■ Passage
⟨

Friday, March 29, 2024

Why pension age should vary

As access to the Age Pension is tightened, a generation of older Australians’ retirement prospects are reduced to rubble. The 300,000 who will lose entitlements on January 1, 2017 due to asset threshold cuts, with 100,000 losing the pension entirely are proof of this restricted access. But how fair is this new legislation? And why should we adhere to the century-old proposition that the one pension age remains fair to all?

These are the questions raised by visiting academic Professor Chris Phillipson from the Manchester Institute for Collaborative Research on Ageing at the University of Manchester. While visiting Australia, Professor Phillipson has presented at a superannuation conference hosted by CEPAR at the University of New South Wales and, more recently, at the Brotherhood of St Laurence in Victoria.

Professor Phillipson is a sociologist and world expert on the transition from work to retirement as well as an advisor to the British Government on matters related to work and retirement. It is his contention that less well-off retirees are actually subsidising those from a higher socio-economic level. And that this may be inherently unfair.

How could this change, you may ask?

It comes down to life expectancy, a subject recently highlighted by YourLifeChoices where we confirmed that the rich do indeed live longer than the poor.

So when a discussion of life expectancy is linked to pensions, Professor Phillipson maintains that this is where problems of ‘one size fits all’ state pensions are revealed.

Not only is employment becoming more precarious, largely due to an increasingly casualised workforce and the automation of many jobs, but the long-term health challenges of older adults reduce the possibility of secure income.

With less chance of maintaining longer term full-time work, many older adults are not able to remain employed until 67 (the planned retirement age in Australia by 2023), let alone 70 (current Coalition government ‘zombie’ legislation due to be re-presented in the Senate).

If you are in the highest socio-economic group, your life expectancy after 65 is 85 for males and 87 for women. If you are in the lowest socio-economic group, your life expectancy after 65 is 81 for males and 84 for females. So for every year the lower socio-economic group is not claiming an Age Pension, these funds are available to continue paying a pension to the longer lived – the better off.

⟩

■ Required task 1
Convert the records from the line with "task: segment the woman's hand" up to and including the line with "POLYGON ((329 355, 329" into a Markdown table with the columns Row and Line. Number the rows and omit any blank lines.
The article and the records come from separate sources.

■ Dataset records
⟨

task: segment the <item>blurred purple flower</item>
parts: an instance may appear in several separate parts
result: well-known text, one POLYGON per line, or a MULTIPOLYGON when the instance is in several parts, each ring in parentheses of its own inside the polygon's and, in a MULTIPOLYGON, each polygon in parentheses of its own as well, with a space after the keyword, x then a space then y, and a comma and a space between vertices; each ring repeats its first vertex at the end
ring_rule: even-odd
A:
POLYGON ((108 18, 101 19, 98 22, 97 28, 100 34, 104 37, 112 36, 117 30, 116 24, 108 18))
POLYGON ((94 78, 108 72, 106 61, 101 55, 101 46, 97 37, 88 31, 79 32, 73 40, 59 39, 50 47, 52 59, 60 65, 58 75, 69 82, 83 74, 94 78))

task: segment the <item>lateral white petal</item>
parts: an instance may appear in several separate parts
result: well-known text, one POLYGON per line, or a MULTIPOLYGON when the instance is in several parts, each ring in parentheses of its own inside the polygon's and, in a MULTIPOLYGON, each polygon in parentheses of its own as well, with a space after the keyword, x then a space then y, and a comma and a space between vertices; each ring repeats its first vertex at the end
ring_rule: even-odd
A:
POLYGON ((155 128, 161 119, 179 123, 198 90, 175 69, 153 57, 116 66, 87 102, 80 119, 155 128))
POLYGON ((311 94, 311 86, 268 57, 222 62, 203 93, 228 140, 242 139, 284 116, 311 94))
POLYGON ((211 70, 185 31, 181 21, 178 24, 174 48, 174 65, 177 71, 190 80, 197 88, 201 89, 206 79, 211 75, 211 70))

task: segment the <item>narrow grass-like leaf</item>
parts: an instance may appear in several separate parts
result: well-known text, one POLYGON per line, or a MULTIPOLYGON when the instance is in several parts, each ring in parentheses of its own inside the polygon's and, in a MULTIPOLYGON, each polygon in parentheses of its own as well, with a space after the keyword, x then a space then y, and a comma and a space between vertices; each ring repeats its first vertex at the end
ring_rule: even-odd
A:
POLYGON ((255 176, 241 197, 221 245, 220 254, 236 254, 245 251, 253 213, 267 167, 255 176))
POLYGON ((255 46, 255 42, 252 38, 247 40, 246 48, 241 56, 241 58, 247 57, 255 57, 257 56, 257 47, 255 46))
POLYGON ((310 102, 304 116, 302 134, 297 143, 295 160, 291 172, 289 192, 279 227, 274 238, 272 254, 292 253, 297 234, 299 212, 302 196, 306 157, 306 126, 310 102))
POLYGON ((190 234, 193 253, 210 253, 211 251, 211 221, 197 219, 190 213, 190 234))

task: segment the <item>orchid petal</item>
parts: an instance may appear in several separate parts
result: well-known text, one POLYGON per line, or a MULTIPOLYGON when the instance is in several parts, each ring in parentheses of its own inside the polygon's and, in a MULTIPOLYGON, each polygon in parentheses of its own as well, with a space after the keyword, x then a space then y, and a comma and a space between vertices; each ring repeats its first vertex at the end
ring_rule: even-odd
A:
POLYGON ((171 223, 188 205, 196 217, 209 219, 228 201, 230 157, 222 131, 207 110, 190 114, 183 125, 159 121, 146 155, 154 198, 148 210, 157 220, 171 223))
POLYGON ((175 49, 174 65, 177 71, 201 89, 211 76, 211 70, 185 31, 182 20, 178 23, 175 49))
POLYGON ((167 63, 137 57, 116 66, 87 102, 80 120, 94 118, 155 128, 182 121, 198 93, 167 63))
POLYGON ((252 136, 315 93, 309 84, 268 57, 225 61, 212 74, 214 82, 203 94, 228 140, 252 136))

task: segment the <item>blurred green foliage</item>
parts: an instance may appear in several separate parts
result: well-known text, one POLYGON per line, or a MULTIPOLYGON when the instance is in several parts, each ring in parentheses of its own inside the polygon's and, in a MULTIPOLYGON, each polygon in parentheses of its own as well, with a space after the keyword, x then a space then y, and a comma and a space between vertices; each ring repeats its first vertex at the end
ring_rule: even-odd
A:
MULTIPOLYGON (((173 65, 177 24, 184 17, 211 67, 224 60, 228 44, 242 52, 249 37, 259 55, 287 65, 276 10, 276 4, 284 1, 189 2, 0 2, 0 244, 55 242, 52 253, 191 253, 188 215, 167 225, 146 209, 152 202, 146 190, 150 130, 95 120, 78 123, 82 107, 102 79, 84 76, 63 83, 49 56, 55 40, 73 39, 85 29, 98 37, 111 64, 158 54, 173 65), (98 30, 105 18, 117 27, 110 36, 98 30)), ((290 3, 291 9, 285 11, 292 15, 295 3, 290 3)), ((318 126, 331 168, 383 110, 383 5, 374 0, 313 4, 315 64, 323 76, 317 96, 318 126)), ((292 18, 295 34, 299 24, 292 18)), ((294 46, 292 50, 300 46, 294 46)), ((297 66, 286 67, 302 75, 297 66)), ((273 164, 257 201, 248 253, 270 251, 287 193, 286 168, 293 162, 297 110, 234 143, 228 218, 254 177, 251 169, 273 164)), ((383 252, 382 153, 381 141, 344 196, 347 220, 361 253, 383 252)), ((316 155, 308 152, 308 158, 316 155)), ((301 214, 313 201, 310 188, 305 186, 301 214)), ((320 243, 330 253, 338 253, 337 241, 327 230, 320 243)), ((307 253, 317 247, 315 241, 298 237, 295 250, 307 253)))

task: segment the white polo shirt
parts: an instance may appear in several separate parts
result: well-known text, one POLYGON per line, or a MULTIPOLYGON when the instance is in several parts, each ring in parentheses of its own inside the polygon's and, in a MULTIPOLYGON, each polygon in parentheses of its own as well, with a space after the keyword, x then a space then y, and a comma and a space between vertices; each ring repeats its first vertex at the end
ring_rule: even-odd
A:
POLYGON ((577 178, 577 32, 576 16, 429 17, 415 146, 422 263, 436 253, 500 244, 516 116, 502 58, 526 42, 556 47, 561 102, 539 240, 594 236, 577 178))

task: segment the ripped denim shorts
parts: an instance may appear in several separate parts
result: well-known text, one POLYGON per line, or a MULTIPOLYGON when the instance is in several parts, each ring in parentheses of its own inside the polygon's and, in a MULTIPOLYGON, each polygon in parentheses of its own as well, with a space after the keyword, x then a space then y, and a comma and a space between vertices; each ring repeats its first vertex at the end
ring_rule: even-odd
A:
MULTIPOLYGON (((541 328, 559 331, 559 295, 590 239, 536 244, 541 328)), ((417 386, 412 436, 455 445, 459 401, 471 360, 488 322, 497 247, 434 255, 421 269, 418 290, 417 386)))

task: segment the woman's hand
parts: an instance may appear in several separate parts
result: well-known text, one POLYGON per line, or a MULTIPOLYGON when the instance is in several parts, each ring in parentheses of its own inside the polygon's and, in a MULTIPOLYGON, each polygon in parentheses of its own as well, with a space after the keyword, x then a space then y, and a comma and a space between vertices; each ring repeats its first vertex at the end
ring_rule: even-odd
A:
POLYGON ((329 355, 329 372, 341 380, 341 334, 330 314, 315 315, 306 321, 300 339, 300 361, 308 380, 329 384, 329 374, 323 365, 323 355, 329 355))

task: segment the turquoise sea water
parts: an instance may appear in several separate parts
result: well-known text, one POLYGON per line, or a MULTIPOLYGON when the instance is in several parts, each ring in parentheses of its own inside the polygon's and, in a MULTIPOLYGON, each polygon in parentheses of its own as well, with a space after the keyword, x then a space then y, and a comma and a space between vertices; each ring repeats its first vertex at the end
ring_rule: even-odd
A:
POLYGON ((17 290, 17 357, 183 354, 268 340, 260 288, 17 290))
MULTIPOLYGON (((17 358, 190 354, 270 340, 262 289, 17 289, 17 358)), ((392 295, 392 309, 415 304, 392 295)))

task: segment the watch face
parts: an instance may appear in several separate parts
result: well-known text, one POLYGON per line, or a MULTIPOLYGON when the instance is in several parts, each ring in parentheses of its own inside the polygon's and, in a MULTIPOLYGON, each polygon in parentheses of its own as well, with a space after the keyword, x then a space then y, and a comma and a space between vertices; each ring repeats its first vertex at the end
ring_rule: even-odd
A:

⟩

■ Required task 2
Answer these questions on the pension age article:
(a) How many people will lose the pension entirely on January 1, 2017?
(b) Which institute is Professor Phillipson from?
(c) What is the life expectancy after 65 for males in the lowest socio-economic group?

■ Result 1
| Row | Line |
|---|---|
| 1 | task: segment the woman's hand |
| 2 | parts: an instance may appear in several separate parts |
| 3 | result: well-known text, one POLYGON per line, or a MULTIPOLYGON when the instance is in several parts, each ring in parentheses of its own inside the polygon's and, in a MULTIPOLYGON, each polygon in parentheses of its own as well, with a space after the keyword, x then a space then y, and a comma and a space between vertices; each ring repeats its first vertex at the end |
| 4 | ring_rule: even-odd |
| 5 | A: |
| 6 | POLYGON ((329 355, 329 372, 341 380, 341 334, 330 314, 315 315, 306 321, 300 339, 300 361, 308 380, 329 384, 329 374, 323 365, 323 355, 329 355)) |

■ Result 2
(a) 100,000
(b) The Manchester Institute for Collaborative Research on Ageing at the University of Manchester
(c) 81